--- start EXTRACTED ENTRIES ---

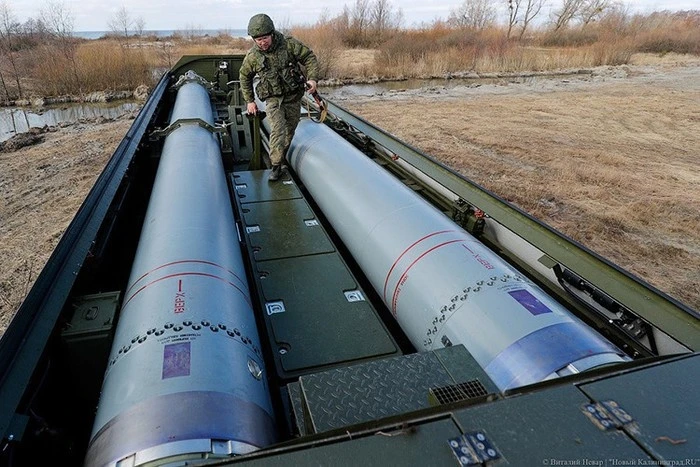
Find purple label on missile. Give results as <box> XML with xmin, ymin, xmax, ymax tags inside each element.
<box><xmin>162</xmin><ymin>342</ymin><xmax>190</xmax><ymax>379</ymax></box>
<box><xmin>508</xmin><ymin>290</ymin><xmax>552</xmax><ymax>315</ymax></box>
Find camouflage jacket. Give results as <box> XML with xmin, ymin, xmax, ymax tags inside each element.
<box><xmin>239</xmin><ymin>31</ymin><xmax>318</xmax><ymax>102</ymax></box>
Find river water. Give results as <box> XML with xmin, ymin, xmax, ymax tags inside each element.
<box><xmin>0</xmin><ymin>102</ymin><xmax>139</xmax><ymax>142</ymax></box>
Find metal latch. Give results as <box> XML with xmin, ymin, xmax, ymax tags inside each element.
<box><xmin>448</xmin><ymin>431</ymin><xmax>501</xmax><ymax>465</ymax></box>
<box><xmin>582</xmin><ymin>400</ymin><xmax>634</xmax><ymax>431</ymax></box>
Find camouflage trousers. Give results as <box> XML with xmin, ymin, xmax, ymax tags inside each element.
<box><xmin>265</xmin><ymin>94</ymin><xmax>301</xmax><ymax>165</ymax></box>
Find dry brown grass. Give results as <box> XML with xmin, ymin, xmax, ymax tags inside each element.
<box><xmin>343</xmin><ymin>64</ymin><xmax>700</xmax><ymax>309</ymax></box>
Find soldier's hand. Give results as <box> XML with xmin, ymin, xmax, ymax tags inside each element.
<box><xmin>306</xmin><ymin>79</ymin><xmax>316</xmax><ymax>94</ymax></box>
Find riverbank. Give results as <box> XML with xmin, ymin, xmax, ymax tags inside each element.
<box><xmin>0</xmin><ymin>55</ymin><xmax>700</xmax><ymax>333</ymax></box>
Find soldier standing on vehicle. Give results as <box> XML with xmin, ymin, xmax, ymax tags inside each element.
<box><xmin>239</xmin><ymin>13</ymin><xmax>318</xmax><ymax>181</ymax></box>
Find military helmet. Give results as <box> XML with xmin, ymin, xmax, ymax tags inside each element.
<box><xmin>248</xmin><ymin>13</ymin><xmax>275</xmax><ymax>38</ymax></box>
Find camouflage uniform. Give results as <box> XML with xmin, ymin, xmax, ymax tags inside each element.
<box><xmin>239</xmin><ymin>31</ymin><xmax>318</xmax><ymax>165</ymax></box>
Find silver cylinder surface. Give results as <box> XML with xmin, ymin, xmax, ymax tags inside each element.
<box><xmin>86</xmin><ymin>75</ymin><xmax>275</xmax><ymax>466</ymax></box>
<box><xmin>289</xmin><ymin>119</ymin><xmax>627</xmax><ymax>390</ymax></box>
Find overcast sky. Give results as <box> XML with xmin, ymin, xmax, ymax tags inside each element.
<box><xmin>6</xmin><ymin>0</ymin><xmax>700</xmax><ymax>31</ymax></box>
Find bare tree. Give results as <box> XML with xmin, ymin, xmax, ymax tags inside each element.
<box><xmin>0</xmin><ymin>0</ymin><xmax>22</xmax><ymax>100</ymax></box>
<box><xmin>107</xmin><ymin>6</ymin><xmax>134</xmax><ymax>47</ymax></box>
<box><xmin>552</xmin><ymin>0</ymin><xmax>587</xmax><ymax>31</ymax></box>
<box><xmin>350</xmin><ymin>0</ymin><xmax>370</xmax><ymax>45</ymax></box>
<box><xmin>369</xmin><ymin>0</ymin><xmax>403</xmax><ymax>42</ymax></box>
<box><xmin>579</xmin><ymin>0</ymin><xmax>613</xmax><ymax>27</ymax></box>
<box><xmin>134</xmin><ymin>16</ymin><xmax>146</xmax><ymax>37</ymax></box>
<box><xmin>447</xmin><ymin>0</ymin><xmax>496</xmax><ymax>29</ymax></box>
<box><xmin>40</xmin><ymin>0</ymin><xmax>83</xmax><ymax>96</ymax></box>
<box><xmin>506</xmin><ymin>0</ymin><xmax>522</xmax><ymax>39</ymax></box>
<box><xmin>518</xmin><ymin>0</ymin><xmax>546</xmax><ymax>39</ymax></box>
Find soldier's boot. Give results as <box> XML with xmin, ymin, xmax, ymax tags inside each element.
<box><xmin>267</xmin><ymin>164</ymin><xmax>282</xmax><ymax>182</ymax></box>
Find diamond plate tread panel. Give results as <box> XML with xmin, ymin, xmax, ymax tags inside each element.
<box><xmin>299</xmin><ymin>347</ymin><xmax>471</xmax><ymax>433</ymax></box>
<box><xmin>287</xmin><ymin>382</ymin><xmax>306</xmax><ymax>435</ymax></box>
<box><xmin>227</xmin><ymin>420</ymin><xmax>462</xmax><ymax>467</ymax></box>
<box><xmin>231</xmin><ymin>170</ymin><xmax>302</xmax><ymax>204</ymax></box>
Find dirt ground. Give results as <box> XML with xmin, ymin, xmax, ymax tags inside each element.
<box><xmin>0</xmin><ymin>55</ymin><xmax>700</xmax><ymax>335</ymax></box>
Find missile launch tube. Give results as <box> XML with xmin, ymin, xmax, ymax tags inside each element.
<box><xmin>289</xmin><ymin>119</ymin><xmax>627</xmax><ymax>390</ymax></box>
<box><xmin>86</xmin><ymin>73</ymin><xmax>275</xmax><ymax>466</ymax></box>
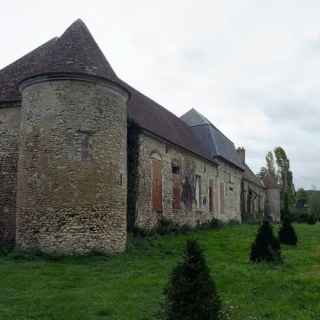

--- end EXTRACTED ENTRIES ---

*PROBLEM REQUIREMENTS:*
Rewrite the items from the line that contains "Find diamond plate" through the end of the items, requests included, increasing every bounding box coordinate by 25. Leave the pictures out of the answer.

*WRITTEN SOLUTION:*
Find diamond plate tread panel. Give results as <box> XML with xmin, ymin, xmax, ymax tags inside each element.
<box><xmin>324</xmin><ymin>372</ymin><xmax>496</xmax><ymax>458</ymax></box>
<box><xmin>312</xmin><ymin>407</ymin><xmax>331</xmax><ymax>460</ymax></box>
<box><xmin>252</xmin><ymin>445</ymin><xmax>487</xmax><ymax>492</ymax></box>
<box><xmin>256</xmin><ymin>195</ymin><xmax>327</xmax><ymax>229</ymax></box>
Find dirt ground. Give results as <box> XML with xmin, ymin, xmax, ymax tags inside each element.
<box><xmin>25</xmin><ymin>80</ymin><xmax>725</xmax><ymax>360</ymax></box>
Find missile launch tube. Give results as <box> XML with xmin, ymin, xmax, ymax tags inside each element.
<box><xmin>314</xmin><ymin>144</ymin><xmax>652</xmax><ymax>415</ymax></box>
<box><xmin>111</xmin><ymin>98</ymin><xmax>300</xmax><ymax>491</ymax></box>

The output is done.